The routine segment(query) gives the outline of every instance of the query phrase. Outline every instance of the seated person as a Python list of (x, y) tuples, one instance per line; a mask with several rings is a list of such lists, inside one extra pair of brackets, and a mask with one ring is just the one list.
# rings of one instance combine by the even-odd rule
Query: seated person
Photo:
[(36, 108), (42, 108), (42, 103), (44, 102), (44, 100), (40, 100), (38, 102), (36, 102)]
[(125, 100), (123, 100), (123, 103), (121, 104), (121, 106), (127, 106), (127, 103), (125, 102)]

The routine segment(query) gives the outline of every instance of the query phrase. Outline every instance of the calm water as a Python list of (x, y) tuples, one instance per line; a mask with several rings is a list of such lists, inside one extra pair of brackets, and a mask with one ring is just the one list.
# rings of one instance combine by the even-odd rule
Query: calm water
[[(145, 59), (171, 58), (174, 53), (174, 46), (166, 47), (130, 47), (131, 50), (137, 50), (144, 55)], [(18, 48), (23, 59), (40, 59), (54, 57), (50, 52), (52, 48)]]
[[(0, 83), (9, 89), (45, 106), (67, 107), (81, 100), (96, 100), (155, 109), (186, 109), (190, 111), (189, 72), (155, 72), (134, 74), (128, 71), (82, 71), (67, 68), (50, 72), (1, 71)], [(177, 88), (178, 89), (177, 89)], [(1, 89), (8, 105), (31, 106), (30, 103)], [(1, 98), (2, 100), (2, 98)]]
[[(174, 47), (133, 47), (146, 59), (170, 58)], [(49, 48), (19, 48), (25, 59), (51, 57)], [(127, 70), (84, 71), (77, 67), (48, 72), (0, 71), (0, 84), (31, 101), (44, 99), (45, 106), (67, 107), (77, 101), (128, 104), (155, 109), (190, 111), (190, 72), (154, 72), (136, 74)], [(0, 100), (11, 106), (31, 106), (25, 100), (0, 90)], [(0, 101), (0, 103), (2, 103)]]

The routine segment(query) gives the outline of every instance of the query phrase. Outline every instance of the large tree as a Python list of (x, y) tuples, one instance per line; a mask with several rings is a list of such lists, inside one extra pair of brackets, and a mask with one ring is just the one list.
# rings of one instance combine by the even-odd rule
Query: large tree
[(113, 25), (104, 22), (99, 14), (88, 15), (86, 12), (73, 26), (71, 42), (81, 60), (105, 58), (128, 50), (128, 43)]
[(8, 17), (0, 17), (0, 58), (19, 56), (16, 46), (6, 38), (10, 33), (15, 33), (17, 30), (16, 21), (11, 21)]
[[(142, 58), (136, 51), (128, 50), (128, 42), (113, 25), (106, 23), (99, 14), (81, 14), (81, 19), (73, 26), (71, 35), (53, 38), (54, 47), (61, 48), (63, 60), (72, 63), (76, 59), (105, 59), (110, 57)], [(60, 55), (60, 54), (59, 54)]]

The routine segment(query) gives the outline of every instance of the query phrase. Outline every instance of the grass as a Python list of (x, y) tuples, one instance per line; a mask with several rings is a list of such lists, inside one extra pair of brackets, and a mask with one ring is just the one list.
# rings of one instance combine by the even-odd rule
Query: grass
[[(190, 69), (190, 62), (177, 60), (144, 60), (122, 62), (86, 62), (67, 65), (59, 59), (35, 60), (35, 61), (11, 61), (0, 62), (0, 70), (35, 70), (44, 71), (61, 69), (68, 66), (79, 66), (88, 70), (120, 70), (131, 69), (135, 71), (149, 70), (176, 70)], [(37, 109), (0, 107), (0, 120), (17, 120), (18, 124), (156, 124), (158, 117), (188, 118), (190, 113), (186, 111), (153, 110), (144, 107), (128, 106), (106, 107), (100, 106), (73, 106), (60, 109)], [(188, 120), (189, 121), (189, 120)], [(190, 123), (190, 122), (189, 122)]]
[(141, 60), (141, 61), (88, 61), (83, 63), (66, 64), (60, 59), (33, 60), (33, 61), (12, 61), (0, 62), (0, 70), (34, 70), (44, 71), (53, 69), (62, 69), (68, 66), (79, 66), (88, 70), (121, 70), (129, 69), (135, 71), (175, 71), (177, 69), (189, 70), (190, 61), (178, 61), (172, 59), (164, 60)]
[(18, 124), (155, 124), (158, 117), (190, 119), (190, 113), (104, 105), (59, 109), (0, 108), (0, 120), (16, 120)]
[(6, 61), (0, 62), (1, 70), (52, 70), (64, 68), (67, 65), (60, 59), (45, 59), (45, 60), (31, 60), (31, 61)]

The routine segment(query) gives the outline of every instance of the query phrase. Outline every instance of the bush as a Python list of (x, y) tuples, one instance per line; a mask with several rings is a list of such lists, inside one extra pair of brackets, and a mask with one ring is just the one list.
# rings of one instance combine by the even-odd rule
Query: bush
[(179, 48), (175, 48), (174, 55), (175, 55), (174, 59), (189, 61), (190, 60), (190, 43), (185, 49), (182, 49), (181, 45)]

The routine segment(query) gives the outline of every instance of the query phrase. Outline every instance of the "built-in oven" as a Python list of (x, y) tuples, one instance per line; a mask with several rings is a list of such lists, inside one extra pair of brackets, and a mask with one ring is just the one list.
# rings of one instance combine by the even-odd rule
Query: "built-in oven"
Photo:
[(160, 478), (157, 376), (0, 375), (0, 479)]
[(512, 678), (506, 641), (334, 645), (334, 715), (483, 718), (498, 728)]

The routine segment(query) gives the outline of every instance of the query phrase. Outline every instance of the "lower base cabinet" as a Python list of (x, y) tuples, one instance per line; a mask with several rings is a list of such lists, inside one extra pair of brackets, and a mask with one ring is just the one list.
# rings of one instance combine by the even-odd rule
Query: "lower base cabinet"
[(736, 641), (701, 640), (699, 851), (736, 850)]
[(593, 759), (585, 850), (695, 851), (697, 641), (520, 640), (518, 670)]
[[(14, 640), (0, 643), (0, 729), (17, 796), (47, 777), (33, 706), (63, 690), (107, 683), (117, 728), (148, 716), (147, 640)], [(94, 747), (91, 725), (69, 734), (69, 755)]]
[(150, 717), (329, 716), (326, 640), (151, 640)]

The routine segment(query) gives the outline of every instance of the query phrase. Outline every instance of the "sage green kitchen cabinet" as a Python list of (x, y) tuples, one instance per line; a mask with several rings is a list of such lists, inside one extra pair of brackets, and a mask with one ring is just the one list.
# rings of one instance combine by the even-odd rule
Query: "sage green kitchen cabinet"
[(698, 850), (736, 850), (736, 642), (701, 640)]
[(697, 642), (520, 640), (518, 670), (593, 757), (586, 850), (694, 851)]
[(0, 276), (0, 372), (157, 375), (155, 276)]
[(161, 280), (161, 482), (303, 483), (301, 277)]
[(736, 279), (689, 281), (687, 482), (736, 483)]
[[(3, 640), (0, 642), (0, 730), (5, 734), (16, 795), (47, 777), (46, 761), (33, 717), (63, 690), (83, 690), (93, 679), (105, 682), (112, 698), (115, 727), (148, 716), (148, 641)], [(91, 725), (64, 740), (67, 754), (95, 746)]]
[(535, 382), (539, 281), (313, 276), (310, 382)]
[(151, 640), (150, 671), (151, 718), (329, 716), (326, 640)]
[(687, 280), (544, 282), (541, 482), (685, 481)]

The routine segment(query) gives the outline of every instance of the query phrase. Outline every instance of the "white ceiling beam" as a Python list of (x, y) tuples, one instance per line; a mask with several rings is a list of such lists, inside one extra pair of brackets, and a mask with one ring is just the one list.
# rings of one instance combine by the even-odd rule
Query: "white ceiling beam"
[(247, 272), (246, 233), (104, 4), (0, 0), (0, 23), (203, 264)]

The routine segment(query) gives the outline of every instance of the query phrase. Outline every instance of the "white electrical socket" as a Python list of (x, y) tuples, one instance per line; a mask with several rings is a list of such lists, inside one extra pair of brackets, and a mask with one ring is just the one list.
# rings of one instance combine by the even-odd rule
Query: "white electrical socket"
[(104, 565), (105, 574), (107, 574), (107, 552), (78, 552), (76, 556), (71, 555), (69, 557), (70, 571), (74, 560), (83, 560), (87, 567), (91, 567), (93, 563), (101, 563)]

━━━━━━━━━━━━━━━━

● **Work task**
Please print the material above exactly as it appears, from its first line through the line containing "Query: seated person", inclusive, and stop there.

● **Your response**
The routine segment(query) gives the outline of every instance of the query phrase. Outline every instance of the seated person as a Python list of (x, y) tuples, one instance per line; a mask with several rings is a list of such lists, inside one extra pair of brackets, and a mask with one ring is just the one list.
# rings of one instance combine by the even-odd rule
Query: seated person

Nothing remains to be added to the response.